** Start EXTRACT PROVIDED **

Difference between KFold with shuffle=True and ShuffleSplit?

echidne · 30 June 2021 15:01

Hi everyone,
I’m wondering the difference beetween the use of KFold(shuffle=True) and ShuffleSplit() to shuffle the data.
I did try to replace KFold(shuffle=True) by ShuffleSplit() in the exercice M6.05 and I obtained the same parameters but with better R2 scores with the latter.

after Kfold :
mean R2 score = 0.839 +/- 0.006

after ShuffleSplit(n_splits =5 , random_state=0):
mean R2 score = 0.850 +/- 0.009

after ShuffleSplit(n_splits =5 , test_size=.25, random_state=0):
mean R2 score = 0.844 +/- 0.007

So what is the difference beetween both and could we use ShuffleSplit() here?

glemaitre58 · 30 June 2021 18:00

KFold(shuffle=True) will shuffle the rows of the dataset and then split into k disjoint partitions.
ShuffleSplit(n_splits=5) is different: we shuffle the data and pick 25% (with a uniform sampling) for the test. We repeat x5 the shuffling + sampling. Thus, in this case, the different tests set are not necessarily disjoint: a sample can be picked several times in the test set.

It could explain why you might get a better score with ShuffleSplit and it could also be linked with some underlying structure of the dataset.

glemaitre58 · 30 June 2021 18:02

Regarding the structure of the dataset, we present mote into details some of these aspects in the Module 7 “choice of cross-validation”.

echidne · 30 June 2021 18:53

I get the difference beetween KFold and ShuffleSplit, but in that precise case is KFold more recommended than ShuffleSplit ?

** End EXTRACT PROVIDED **
** Start DATA PROVIDED **

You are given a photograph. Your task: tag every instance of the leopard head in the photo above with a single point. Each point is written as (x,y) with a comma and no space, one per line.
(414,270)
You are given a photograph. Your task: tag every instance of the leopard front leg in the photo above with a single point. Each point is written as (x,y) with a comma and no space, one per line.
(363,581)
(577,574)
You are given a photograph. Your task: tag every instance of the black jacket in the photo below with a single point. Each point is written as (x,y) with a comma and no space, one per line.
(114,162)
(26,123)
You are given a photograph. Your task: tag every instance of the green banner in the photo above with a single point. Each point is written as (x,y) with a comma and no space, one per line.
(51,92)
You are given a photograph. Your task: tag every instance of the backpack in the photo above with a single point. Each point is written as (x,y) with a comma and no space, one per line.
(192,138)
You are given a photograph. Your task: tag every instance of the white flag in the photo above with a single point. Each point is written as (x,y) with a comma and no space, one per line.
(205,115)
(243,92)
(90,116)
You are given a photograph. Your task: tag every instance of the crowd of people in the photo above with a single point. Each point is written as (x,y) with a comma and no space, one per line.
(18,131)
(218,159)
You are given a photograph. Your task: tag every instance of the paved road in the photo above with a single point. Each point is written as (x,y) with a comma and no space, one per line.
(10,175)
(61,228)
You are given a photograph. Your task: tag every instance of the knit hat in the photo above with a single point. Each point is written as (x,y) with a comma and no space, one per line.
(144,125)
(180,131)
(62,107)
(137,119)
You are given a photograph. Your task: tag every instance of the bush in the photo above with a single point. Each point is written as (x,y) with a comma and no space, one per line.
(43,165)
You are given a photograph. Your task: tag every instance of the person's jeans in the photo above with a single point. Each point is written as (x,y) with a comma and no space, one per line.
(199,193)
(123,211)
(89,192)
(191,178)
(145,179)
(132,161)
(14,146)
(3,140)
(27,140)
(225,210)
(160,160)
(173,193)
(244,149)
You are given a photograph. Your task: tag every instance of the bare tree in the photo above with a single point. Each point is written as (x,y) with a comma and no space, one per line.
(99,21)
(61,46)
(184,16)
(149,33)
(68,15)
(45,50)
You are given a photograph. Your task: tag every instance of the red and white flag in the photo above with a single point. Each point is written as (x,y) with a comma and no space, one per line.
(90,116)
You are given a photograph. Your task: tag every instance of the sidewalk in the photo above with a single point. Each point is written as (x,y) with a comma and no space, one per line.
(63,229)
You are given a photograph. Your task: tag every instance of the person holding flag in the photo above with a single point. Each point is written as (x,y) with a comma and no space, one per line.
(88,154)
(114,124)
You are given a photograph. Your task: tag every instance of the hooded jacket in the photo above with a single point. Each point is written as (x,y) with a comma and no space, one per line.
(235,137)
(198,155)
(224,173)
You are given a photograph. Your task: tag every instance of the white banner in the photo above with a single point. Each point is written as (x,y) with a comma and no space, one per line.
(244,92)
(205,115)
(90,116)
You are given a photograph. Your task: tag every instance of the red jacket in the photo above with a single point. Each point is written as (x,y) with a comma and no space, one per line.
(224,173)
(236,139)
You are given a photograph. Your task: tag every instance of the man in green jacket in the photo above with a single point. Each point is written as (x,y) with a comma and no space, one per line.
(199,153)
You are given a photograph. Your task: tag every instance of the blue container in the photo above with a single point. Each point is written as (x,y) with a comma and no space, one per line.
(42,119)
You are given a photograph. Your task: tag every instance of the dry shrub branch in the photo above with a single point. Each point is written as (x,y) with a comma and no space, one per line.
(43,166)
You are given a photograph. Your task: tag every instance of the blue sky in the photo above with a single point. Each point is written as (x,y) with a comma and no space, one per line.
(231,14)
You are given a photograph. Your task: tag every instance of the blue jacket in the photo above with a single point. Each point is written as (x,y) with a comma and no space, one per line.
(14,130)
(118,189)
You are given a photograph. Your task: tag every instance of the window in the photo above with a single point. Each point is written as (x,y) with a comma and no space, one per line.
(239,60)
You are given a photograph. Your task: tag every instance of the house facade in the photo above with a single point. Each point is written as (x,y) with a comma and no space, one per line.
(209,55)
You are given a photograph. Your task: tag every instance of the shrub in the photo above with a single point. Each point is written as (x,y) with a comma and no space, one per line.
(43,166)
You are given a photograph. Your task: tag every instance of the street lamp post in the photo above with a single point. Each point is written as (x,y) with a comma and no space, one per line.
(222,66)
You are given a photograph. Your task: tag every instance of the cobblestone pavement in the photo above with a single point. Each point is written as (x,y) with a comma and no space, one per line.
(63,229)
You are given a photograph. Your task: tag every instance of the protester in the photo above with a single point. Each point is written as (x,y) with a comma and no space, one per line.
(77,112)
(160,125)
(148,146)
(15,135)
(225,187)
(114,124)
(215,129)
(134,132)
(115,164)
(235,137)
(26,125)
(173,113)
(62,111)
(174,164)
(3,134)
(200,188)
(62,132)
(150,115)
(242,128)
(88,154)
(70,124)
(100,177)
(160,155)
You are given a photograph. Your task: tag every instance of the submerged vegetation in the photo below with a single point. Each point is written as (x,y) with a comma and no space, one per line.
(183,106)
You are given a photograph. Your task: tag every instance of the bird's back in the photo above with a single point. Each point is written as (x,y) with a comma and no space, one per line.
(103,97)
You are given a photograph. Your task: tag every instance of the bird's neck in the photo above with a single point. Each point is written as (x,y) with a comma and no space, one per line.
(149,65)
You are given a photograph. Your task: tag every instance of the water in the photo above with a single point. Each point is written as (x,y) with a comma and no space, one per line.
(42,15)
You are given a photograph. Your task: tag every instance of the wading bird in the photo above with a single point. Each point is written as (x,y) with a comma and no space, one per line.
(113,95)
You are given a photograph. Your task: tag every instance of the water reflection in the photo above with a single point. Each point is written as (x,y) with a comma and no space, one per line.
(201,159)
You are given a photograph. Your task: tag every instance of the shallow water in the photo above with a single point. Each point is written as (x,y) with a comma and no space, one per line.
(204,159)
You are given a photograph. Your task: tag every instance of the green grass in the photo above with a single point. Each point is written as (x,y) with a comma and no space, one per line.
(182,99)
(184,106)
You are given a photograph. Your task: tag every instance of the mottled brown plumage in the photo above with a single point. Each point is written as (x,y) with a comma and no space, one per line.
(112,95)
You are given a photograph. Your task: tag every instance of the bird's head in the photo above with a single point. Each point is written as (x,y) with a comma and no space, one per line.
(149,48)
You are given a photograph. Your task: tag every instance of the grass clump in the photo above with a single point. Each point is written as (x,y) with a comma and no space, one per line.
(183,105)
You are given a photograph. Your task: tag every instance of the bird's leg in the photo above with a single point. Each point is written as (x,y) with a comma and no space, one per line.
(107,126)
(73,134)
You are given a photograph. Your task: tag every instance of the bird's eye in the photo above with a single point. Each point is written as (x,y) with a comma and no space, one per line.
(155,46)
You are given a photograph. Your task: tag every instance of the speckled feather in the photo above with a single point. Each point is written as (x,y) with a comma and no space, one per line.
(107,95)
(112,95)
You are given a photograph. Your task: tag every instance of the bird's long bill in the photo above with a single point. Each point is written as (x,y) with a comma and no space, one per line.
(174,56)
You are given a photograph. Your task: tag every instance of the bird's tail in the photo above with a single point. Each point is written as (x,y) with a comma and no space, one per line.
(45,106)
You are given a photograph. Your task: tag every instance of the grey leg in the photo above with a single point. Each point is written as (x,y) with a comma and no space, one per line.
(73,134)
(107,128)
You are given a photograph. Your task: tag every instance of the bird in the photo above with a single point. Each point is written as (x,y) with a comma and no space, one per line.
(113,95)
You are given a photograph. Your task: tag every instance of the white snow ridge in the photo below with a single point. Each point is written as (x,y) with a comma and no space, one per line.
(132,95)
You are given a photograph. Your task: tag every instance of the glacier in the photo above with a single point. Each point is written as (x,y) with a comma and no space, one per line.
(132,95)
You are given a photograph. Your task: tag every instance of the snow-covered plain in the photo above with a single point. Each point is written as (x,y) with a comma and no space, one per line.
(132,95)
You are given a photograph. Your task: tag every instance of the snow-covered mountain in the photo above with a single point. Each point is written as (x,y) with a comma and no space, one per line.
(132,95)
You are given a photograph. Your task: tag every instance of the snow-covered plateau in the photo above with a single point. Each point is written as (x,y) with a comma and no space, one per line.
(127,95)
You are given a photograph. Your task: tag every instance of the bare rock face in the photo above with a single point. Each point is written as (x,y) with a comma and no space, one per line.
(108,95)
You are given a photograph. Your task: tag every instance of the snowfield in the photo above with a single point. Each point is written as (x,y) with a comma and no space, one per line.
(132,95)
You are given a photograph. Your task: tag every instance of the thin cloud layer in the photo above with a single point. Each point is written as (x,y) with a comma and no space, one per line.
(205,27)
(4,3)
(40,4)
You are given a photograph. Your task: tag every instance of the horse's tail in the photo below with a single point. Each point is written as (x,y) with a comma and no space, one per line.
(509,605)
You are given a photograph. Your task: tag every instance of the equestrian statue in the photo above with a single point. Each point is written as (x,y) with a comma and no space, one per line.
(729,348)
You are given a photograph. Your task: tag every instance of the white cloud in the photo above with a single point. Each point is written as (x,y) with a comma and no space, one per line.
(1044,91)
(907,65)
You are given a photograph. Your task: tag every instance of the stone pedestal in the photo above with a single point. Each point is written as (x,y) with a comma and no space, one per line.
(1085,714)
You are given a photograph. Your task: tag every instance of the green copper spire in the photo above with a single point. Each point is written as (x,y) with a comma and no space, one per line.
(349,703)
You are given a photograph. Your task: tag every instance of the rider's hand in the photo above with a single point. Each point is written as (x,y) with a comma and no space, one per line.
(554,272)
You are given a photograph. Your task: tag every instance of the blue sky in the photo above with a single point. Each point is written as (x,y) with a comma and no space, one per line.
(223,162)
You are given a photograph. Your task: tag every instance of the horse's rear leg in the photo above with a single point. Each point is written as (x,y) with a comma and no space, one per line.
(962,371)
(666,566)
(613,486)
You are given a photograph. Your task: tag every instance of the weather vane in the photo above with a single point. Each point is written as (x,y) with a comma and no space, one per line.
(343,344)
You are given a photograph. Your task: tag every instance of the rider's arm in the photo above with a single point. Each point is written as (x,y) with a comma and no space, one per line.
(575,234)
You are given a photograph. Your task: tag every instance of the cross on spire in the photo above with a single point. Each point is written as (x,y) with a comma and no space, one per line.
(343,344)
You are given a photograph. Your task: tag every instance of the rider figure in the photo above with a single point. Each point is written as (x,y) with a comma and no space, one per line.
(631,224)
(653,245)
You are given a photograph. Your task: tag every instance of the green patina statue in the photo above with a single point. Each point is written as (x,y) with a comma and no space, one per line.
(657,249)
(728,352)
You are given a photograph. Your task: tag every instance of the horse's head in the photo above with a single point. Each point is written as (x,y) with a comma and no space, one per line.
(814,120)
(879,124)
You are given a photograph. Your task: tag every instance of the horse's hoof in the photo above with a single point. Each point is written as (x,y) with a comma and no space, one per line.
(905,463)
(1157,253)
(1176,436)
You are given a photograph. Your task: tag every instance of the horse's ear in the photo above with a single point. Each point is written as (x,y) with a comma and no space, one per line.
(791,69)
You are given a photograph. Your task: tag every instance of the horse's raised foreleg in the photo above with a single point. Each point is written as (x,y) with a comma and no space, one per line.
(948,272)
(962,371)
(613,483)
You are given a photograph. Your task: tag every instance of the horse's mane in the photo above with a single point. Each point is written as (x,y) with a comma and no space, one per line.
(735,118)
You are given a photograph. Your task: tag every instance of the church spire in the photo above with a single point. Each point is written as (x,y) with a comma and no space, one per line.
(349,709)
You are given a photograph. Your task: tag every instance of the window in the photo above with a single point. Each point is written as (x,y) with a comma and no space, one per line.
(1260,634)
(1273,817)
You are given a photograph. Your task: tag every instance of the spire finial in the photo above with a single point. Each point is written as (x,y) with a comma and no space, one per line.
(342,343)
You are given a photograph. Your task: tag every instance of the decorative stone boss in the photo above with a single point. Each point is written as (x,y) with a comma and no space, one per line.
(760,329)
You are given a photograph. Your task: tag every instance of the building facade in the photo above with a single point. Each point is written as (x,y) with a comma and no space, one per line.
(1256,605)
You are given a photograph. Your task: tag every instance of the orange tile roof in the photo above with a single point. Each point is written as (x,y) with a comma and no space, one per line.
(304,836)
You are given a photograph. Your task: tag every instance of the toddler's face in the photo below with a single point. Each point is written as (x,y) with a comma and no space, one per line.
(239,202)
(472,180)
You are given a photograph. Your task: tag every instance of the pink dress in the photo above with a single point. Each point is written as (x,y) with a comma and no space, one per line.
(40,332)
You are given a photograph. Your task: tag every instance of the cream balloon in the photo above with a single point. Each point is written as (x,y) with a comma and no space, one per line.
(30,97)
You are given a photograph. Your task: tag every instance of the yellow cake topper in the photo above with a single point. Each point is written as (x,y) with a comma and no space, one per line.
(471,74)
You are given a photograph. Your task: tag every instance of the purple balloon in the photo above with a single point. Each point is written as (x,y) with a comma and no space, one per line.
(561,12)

** End DATA PROVIDED **

- [WORK TO COMPLETE]:
- A) Answer these questions about the forum thread on KFold and ShuffleSplit, one line each:
(i) What mean R2 score was reported after using KFold?
(ii) According to the first reply, what share of the data does ShuffleSplit(n_splits=5) pick for the test?
(iii) Which module is said to cover "choice of cross-validation"?
- B) Please sum up the forum thread on KFold and ShuffleSplit in two sentences.
- C) Carry on the forum thread on KFold and ShuffleSplit from its last post.

- [RESULTS IN ORDER]:
- A)
(i) 0.839 +/- 0.006
(ii) 25%
(iii) Module 7

- B) A forum user asks how KFold(shuffle=True) differs from ShuffleSplit() after getting the same parameters but better R2 scores with ShuffleSplit in exercise M6.05. A reply explains that KFold shuffles the rows and splits them into k disjoint partitions, while ShuffleSplit repeats a shuffle and a 25% test sample five times, so test sets need not be disjoint, which could explain the better score.

- C)
I have another question: we see in the graph for the KFold shuffled data that none of the parameters reached the mean R2 score of the model. How it is possible? (I probably missed something in the ensemble methods)

glemaitre58 · 30 June 2021 19:17

I don’t think that ShuffleSplit is more appropriate. I even think that one should use more splits when using ShuffleSplit compare to the KFold. The fact that the test samples could be selected several time could be an issue.

I think that it might be due to some dataset structure (that I am not aware of ). At the end of the grid-search, we refit the best_estimator_ on the full training set. It means that the score estimates obtained during the cross-validation are indeed not anymore a good estimate for the performance of `best_estimator_.

The fact that this is not the case with the ShuffleSplit makes me think that there is an underlying structure in the dataset.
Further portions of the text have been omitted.